==== SELECTED TEXT ====

The rest of the build for this bicycle has mostly already been described here, but a few changes have been made since then. The original shortish stem has been replaced with a 9cm stem, flipped upside down. The original yellow cloth tape got filthy and tattered fairly quickly, so we replaced it with Fizik tape. Initially, the cloth tape was supposed to be shellacked to a warm caramel - but the bright yellow looked so "right" on this bike, that it began to seem like an inherent part of its personality and he decided to keep it that way. He also added a frame pump, lamenting the lack of pump peg and using a strap to hold it in place.

After two years in a lukewarm relationship with his Brooks Flyer saddle, he decided to sell it and replace it with a Berthoud touring saddle - the male version of the one I now have on my Rivendell. So far he loves it.

He fitted the bike with the Carradice bag that used to be on his old bike.

It now has a patch on it, to cover the tear that happened as a result of the bag rubbing over the brake cable on his old bike.

He affixed a CatEye headlight to a braze-on on the front fork, and a Spanninga Pixeo tail light to the rear fender.

He tried to liberate himself from clipless pedals and rode the bike with touring pedals for a few weeks, but ultimately could not take it anymore and put his old clipless pedals back on. Fair enough, but this does limit the versatility he originally had in mind for the bike.

After riding the Surly Cross Check for two months, his main feedback is that the bike is faster than he expected - even with the wide tires and a bunch of weight in the saddlebag. While initially he intended to use the Cross Check in conjunction with his old Motobecane until he got his new roadbike, the Motobecane was retired as soon as he started riding the Surly - no need for it, since the Cross Check did everything it could do and more. He does not find the bike sluggish, and it seems that the tubing is just right for someone of his stature (6ft/ 200lb+). Overall, he is pretty happy. Though he likes lugs, he also likes a nicely done TIG-welded frame and the Surly suits him just fine.

==== MATERIAL SUPPLIED ====

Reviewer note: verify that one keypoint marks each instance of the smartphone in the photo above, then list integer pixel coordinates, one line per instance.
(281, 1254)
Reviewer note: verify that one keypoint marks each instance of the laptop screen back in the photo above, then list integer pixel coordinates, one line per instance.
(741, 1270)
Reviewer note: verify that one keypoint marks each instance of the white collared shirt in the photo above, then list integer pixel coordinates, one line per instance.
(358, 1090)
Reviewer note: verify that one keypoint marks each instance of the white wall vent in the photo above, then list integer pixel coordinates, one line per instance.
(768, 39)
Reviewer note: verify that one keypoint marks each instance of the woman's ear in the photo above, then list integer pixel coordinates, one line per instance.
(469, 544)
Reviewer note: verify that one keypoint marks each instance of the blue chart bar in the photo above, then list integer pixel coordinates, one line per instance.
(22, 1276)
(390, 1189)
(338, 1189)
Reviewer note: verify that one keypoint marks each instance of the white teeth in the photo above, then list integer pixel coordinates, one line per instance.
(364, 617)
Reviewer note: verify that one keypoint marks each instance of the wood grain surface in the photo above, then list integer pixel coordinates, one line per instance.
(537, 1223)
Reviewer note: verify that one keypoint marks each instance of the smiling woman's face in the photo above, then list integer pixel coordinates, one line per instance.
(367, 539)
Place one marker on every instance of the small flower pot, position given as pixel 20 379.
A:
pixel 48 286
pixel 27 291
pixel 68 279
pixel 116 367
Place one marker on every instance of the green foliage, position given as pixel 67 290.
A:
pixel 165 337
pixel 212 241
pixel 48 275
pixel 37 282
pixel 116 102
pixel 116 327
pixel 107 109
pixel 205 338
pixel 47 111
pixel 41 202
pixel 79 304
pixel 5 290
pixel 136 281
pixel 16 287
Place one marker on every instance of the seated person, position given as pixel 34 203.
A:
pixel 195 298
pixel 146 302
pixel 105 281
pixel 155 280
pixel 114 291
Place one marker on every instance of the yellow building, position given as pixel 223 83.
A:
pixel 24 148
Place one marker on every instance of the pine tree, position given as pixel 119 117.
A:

====

**CHALLENGES**
1. Render the following sentence from the bicycle build text in French: "He affixed a CatEye headlight to a braze-on on the front fork, and a Spanninga Pixeo tail light to the rear fender."
2. List every brand-named component or accessory that the bicycle build text says was newly put on the bike.
3. Write a continuation of the bicycle build text that picks up after its final sentence.

**ANSWERS GIVEN**
1. Il a fixé un phare CatEye sur un tenon brasé de la fourche avant, et un feu arrière Spanninga Pixeo sur le garde-boue arrière.

2.
- Fizik tape
- Berthoud touring saddle
- Carradice bag
- CatEye headlight
- Spanninga Pixeo tail light

3.
My take on his Cross Check... I think it is a well-made, attractive frame for the price and I am glad that he finds it comfortable and fast. To be honest, I think that at least to some extent this build was not so much about practicality, as about doing a fun and challenging project using a bunch of components that we had acquired but had no use for. If the original purpose of the bike was off-road, then the tire+fender combo with such tight clearances does not really make sense. I have a feeling that he will end up using it mainly on the road, because I can't imagine him bothering to remove and reinstall the fenders every time he wants to take it on serious trails. And this means that when he gets his long-awaited road frame later this summer, the functionalities of the two bikes will overlap considerably. Not that there's anything wrong with that. But given how much he likes the Surly I am almost worried that he might be disappointed with the special bike he's waiting for. Well, hopefully not.

On a more general note, while the Cross Check is clearly versatile enough for commuting and touring, I wonder whether many cyclists actually use it for cyclocross racing. I have a hard time imagining that, given how relatively heavy it is - even the floor models with narrower tires and sportier components. But maybe I'm just biased from having handled too many lightweight bikes recently.

The Surly Cross Check is a fun bike with a cult following, and it is particularly impressive how customisable the frame is. With its happy colours, fat cream tires, elegant fenders and classic touring accessories, the Co-habitant's Cross Check is distinctly his own.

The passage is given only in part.